QUELLTEXT >>

Ein Taxi-Unternehmen wie  Erren in Wegberg muss die höheren Ausgaben erstmal erwirtschaften.

Foto: Ruth Klapproth

Nach der bereits erfolgten Erhöhung zum Jahresbeginn ist für den 1. Juli eine standardmäßige Erhöhung der Lohnuntergrenze auf 10,45 Euro geplant, laut Gesetzesentwurf von Bundesarbeitsminister Hubertus Heil soll der Mindestlohn dann Anfang Oktober einmalig durch die Regierung um weitere 15 Prozent auf 12 Euro brutto pro Zeitstunde steigen. Noch im Dezember prognostizierte das Statistische Bundesamt, dass etwa 7,2 Millionen Beschäftigte bundesweit von der kommenden Anhebung profitieren würden, der Deutsche Gewerkschaftsbund (DGB) geht sogar von 8,6 Millionen Betroffenen aus.

Während sich viele Beschäftigte im Land und auch im Kreis Heinsberg also über mehr Geld freuen dürfen, sehen einige Unternehmer wie David Erren, der das Wegberger Taxiunternehmen seiner Familie in fünfter Generation mitführt, die schlagartige Erhöhung des Mindestlohns nicht unkritisch – vor allem nicht vor dem Hintergrund der immer noch andauernden Pandemie. „Generell bin ich absolut der Meinung, dass Arbeit sich lohnen und entsprechend entlohnt werden sollte. Uns als Arbeitgebern muss aber auch die Chance gegeben werden, das Geld zu erwirtschaften. Wir sprechen in den neun Monaten von Anfang Januar bis Anfang Oktober von einer Lohnsummensteigerung von 25 Prozent. Wir wissen noch nicht, wie wir das auf der anderen Seite wieder auffangen sollen“, merkte Erren an. Die Lohnkosten würden jetzt schon 70 Prozent des Umsatzes in Anspruch nehmen, nun kämen in jedem Jahr etwa 180.000 Euro an Lohnkosten hinzu – für einen mittleren Familienbetrieb sei das in Anbetracht der coronabedingten Umsatzeinbußen eine große Herausforderung.

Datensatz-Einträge
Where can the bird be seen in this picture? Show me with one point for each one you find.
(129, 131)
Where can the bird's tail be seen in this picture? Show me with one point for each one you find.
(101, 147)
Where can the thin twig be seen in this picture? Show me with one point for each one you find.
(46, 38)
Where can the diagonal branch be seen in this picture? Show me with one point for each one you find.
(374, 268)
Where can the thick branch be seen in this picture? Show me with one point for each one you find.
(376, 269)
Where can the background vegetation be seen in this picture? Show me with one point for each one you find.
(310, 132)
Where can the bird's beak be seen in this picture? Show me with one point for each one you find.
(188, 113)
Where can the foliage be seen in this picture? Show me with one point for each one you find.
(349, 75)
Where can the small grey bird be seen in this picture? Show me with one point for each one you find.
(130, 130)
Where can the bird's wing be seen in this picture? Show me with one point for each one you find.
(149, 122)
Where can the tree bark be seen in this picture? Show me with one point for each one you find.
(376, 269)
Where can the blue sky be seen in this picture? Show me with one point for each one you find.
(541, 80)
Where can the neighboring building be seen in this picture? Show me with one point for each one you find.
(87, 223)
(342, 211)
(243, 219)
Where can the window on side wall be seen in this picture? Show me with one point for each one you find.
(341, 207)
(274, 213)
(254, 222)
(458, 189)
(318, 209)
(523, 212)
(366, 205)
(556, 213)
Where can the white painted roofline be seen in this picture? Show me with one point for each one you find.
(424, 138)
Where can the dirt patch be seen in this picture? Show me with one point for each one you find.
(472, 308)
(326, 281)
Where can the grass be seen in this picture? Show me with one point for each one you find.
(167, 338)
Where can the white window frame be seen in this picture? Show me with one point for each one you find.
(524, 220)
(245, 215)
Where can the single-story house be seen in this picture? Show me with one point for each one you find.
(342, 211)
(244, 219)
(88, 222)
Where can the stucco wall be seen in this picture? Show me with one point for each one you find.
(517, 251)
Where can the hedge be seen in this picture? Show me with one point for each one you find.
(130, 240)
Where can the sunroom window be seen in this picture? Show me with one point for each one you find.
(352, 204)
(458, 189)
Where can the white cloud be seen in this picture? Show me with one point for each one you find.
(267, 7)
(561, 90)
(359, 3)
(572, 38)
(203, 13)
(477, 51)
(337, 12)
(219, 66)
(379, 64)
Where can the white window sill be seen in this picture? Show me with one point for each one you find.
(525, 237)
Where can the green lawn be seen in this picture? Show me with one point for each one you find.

AUFGABE 1 >>
Gib den Quelltext ab "Foto: Ruth Klapproth" bis hinunter zu "Millionen Betroffenen aus." wortgetreu wieder.
AUFGABE 2 >>
Auf welchen Betrag soll der Mindestlohn laut Quelltext Anfang Oktober steigen?

ERWARTETE AUSGABE 1 >>
Foto: Ruth Klapproth

Nach der bereits erfolgten Erhöhung zum Jahresbeginn ist für den 1. Juli eine standardmäßige Erhöhung der Lohnuntergrenze auf 10,45 Euro geplant, laut Gesetzesentwurf von Bundesarbeitsminister Hubertus Heil soll der Mindestlohn dann Anfang Oktober einmalig durch die Regierung um weitere 15 Prozent auf 12 Euro brutto pro Zeitstunde steigen. Noch im Dezember prognostizierte das Statistische Bundesamt, dass etwa 7,2 Millionen Beschäftigte bundesweit von der kommenden Anhebung profitieren würden, der Deutsche Gewerkschaftsbund (DGB) geht sogar von 8,6 Millionen Betroffenen aus.

ERWARTETE AUSGABE 2 >>
Auf 12 Euro brutto pro Zeitstunde.